## [WORK TO COMPLETE]
Repeat, exactly and alone, every line from the line that contains "TARGET = jagged rock" to the end of the entries.

[Stored records]
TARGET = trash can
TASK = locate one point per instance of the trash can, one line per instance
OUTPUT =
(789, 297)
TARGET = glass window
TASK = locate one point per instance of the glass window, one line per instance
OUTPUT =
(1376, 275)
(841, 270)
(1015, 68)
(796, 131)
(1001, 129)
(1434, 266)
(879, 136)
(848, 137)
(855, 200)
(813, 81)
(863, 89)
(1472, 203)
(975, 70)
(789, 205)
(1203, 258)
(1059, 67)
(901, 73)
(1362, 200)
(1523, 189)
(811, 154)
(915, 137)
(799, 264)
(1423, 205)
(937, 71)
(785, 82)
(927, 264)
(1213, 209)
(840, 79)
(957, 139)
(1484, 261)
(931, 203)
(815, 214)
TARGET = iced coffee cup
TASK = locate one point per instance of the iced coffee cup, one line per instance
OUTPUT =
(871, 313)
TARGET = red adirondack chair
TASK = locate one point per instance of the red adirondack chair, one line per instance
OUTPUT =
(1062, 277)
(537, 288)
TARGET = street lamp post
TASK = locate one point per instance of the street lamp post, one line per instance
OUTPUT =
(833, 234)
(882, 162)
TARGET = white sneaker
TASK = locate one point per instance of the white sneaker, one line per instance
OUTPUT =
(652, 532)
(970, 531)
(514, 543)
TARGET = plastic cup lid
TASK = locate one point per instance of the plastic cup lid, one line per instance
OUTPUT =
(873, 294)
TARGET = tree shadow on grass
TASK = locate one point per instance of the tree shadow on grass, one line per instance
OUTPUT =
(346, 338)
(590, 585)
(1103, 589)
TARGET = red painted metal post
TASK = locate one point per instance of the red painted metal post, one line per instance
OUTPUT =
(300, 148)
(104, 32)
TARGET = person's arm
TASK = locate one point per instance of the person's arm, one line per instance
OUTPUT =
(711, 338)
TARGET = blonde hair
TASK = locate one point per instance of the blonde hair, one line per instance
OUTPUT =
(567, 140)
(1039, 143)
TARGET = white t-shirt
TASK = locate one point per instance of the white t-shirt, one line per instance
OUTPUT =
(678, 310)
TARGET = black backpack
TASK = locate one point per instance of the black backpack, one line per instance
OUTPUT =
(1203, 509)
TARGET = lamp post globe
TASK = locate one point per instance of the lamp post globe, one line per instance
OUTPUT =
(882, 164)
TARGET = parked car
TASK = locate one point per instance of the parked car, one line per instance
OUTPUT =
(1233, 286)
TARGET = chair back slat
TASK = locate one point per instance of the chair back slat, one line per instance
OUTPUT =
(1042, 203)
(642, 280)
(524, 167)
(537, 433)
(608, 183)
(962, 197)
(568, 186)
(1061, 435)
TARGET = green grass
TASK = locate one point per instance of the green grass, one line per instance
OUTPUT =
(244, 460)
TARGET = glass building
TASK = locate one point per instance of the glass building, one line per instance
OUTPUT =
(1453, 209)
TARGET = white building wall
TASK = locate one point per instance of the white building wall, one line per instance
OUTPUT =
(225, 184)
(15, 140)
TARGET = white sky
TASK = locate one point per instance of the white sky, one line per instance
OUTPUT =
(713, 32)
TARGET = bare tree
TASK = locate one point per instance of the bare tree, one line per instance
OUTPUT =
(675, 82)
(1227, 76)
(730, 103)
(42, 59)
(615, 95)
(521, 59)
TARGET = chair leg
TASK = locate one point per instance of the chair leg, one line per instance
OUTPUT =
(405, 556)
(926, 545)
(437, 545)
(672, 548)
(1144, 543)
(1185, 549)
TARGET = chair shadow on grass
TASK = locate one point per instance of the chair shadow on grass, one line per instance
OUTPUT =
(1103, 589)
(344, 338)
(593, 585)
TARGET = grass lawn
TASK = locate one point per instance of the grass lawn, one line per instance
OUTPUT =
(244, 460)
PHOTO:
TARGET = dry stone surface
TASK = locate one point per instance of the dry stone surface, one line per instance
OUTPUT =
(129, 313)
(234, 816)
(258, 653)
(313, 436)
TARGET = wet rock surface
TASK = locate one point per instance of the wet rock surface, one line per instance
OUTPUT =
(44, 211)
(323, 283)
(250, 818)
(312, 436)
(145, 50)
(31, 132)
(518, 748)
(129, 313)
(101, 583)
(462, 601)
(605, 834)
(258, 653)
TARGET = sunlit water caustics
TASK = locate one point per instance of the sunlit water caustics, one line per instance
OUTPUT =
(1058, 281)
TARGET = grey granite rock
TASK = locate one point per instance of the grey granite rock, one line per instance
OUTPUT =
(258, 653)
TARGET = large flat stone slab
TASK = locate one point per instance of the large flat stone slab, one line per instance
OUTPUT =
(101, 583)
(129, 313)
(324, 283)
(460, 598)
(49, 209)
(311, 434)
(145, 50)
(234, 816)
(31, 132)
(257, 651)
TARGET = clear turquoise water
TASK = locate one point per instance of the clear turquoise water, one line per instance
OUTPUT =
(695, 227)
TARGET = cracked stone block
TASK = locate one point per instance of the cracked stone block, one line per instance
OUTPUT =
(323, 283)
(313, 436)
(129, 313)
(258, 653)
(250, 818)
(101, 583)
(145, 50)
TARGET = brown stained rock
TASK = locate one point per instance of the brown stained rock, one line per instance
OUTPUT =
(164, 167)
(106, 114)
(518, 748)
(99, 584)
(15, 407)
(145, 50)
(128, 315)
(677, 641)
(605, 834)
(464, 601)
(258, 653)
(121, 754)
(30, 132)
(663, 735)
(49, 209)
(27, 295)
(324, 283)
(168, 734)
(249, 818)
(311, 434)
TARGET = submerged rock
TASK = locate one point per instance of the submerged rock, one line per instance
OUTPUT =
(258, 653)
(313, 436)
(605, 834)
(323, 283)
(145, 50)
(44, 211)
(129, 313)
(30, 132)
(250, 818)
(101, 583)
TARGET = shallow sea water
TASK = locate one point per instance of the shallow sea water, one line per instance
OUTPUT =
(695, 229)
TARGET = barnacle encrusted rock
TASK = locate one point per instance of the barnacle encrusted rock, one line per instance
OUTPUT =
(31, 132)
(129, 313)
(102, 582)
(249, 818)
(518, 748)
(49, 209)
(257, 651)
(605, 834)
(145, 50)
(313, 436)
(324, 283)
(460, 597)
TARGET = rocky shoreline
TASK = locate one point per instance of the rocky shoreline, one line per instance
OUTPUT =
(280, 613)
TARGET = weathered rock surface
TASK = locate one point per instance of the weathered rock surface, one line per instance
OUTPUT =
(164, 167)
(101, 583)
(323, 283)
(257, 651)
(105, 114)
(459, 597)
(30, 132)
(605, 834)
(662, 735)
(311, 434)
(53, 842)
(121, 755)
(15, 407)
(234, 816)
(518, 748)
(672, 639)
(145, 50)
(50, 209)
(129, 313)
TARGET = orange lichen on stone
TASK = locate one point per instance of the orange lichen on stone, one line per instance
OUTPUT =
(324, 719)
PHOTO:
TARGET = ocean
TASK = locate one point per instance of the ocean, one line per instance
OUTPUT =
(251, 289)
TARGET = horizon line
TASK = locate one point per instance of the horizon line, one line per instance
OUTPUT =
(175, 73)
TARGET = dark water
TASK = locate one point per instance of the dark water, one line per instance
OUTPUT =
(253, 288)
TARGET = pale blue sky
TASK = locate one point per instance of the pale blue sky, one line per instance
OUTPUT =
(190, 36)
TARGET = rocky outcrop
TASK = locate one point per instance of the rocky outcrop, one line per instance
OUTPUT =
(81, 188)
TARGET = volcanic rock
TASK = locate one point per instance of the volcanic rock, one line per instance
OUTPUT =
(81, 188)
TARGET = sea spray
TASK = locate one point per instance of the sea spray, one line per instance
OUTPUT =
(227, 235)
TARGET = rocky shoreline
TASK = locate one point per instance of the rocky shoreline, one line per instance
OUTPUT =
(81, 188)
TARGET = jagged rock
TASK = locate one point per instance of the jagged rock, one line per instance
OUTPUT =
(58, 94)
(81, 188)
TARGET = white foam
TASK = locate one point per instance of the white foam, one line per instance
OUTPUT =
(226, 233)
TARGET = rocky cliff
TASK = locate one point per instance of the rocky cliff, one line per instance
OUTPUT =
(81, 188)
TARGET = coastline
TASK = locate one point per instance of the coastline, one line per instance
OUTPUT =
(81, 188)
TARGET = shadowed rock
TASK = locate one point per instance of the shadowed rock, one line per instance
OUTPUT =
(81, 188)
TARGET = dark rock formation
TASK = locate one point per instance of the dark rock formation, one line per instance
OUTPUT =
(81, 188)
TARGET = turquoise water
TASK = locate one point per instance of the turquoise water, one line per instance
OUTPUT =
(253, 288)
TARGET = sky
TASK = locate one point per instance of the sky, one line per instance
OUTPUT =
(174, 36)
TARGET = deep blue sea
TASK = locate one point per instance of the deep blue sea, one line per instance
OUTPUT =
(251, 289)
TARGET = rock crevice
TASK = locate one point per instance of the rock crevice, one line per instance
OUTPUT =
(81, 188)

## [OUTPUT BELOW]
TARGET = jagged rock
TASK = locate one point per instance of the jagged rock, one line per instance
OUTPUT =
(58, 94)
(81, 188)
TARGET = white foam
TASK = locate one point per instance of the white foam, one line per instance
OUTPUT =
(226, 233)
TARGET = rocky cliff
TASK = locate one point per instance of the rocky cliff, one line per instance
OUTPUT =
(81, 188)
TARGET = coastline
TASK = locate one point per instance of the coastline, one line per instance
OUTPUT =
(81, 188)
TARGET = shadowed rock
TASK = locate one point per instance of the shadowed rock, one line per instance
OUTPUT =
(81, 188)
TARGET = dark rock formation
TASK = locate one point per instance of the dark rock formation, one line per instance
OUTPUT =
(81, 188)
TARGET = turquoise water
TASK = locate one point per instance of the turquoise water, one line per instance
OUTPUT =
(253, 288)
TARGET = sky
TASK = locate one point per instance of the sky, one line per instance
OUTPUT =
(174, 36)
TARGET = deep blue sea
TASK = locate one point per instance of the deep blue sea, one line per instance
OUTPUT =
(251, 289)
TARGET = rock crevice
TASK = locate one point per instance of the rock crevice, one line per instance
OUTPUT =
(81, 188)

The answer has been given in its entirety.